Document source =
+---+
La cérémonie de lundi est particulière, elle aussi. Après deux tentatives d'assassinat contre Donald Trump, l'attentat en Louisiane et les tensions que son élection a suscitées, le Secret Service doit se sentir surveillé...
Disons-le franchement, ils n'auront pas le droit à l'erreur. D’autant qu'il est assez rare de pouvoir les observer à l'œuvre en direct.
Et les agents de protection se sont retrouvés soudain au cœur de l'action, surtout quand Trump s'est débattu avec vigueur pour lever son poing en l'air.
Une scène pareille, avec un président qui veut s'extirper de ses propres gorilles, c'est un catastrophe pour le Secret Service, non?
Absolument. La logique voudrait, quand on vous tire dessus, que vous vous mettiez immédiatement à l'abri. Qu'un président se retrouve, en quelques secondes, à nouveau à la merci d'un potentiel coup de feu, c'est un véritable casse-tête pour les agents.
+---+
Extraits de liste =
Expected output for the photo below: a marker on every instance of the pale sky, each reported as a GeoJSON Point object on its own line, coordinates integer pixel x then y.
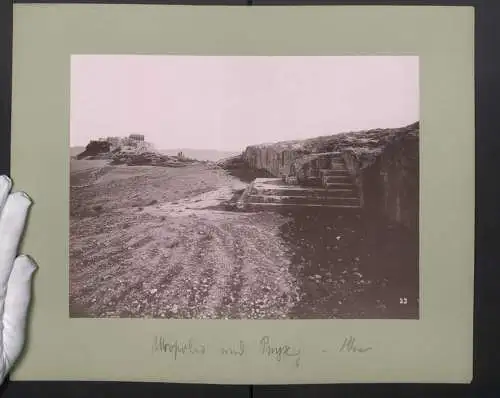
{"type": "Point", "coordinates": [227, 103]}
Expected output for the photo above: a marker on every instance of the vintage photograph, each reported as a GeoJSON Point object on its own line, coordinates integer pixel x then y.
{"type": "Point", "coordinates": [244, 187]}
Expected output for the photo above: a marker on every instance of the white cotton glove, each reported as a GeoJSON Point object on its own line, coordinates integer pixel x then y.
{"type": "Point", "coordinates": [15, 275]}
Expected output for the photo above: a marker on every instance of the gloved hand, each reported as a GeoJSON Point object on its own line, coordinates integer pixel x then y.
{"type": "Point", "coordinates": [15, 275]}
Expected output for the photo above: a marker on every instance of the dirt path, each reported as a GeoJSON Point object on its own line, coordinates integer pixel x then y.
{"type": "Point", "coordinates": [150, 242]}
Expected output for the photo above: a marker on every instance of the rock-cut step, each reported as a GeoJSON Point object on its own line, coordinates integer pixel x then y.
{"type": "Point", "coordinates": [345, 190]}
{"type": "Point", "coordinates": [304, 200]}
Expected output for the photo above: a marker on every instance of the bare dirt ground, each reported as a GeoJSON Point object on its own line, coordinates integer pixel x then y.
{"type": "Point", "coordinates": [151, 241]}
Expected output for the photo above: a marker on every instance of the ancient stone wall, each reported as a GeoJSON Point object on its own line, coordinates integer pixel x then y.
{"type": "Point", "coordinates": [389, 181]}
{"type": "Point", "coordinates": [384, 164]}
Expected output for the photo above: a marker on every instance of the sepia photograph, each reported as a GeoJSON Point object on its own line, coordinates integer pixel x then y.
{"type": "Point", "coordinates": [244, 187]}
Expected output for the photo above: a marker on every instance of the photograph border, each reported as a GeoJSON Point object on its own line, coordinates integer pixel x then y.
{"type": "Point", "coordinates": [42, 93]}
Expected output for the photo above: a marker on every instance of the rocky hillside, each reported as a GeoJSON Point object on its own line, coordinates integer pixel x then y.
{"type": "Point", "coordinates": [130, 152]}
{"type": "Point", "coordinates": [384, 164]}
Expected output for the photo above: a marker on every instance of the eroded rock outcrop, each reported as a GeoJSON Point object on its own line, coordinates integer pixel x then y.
{"type": "Point", "coordinates": [131, 151]}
+---+
Consigne A = D'après le document source, combien de tentatives d'assassinat ont visé Donald Trump ?
Consigne B = Reproduisez à l'identique le passage du document source qui commence à « Absolument. La logique » et se termine à « pour les agents. ».
La liste ci-dessus n'a aucun lien avec le document source.

Bonne réponse A = Deux.

Bonne réponse B =
Absolument. La logique voudrait, quand on vous tire dessus, que vous vous mettiez immédiatement à l'abri. Qu'un président se retrouve, en quelques secondes, à nouveau à la merci d'un potentiel coup de feu, c'est un véritable casse-tête pour les agents.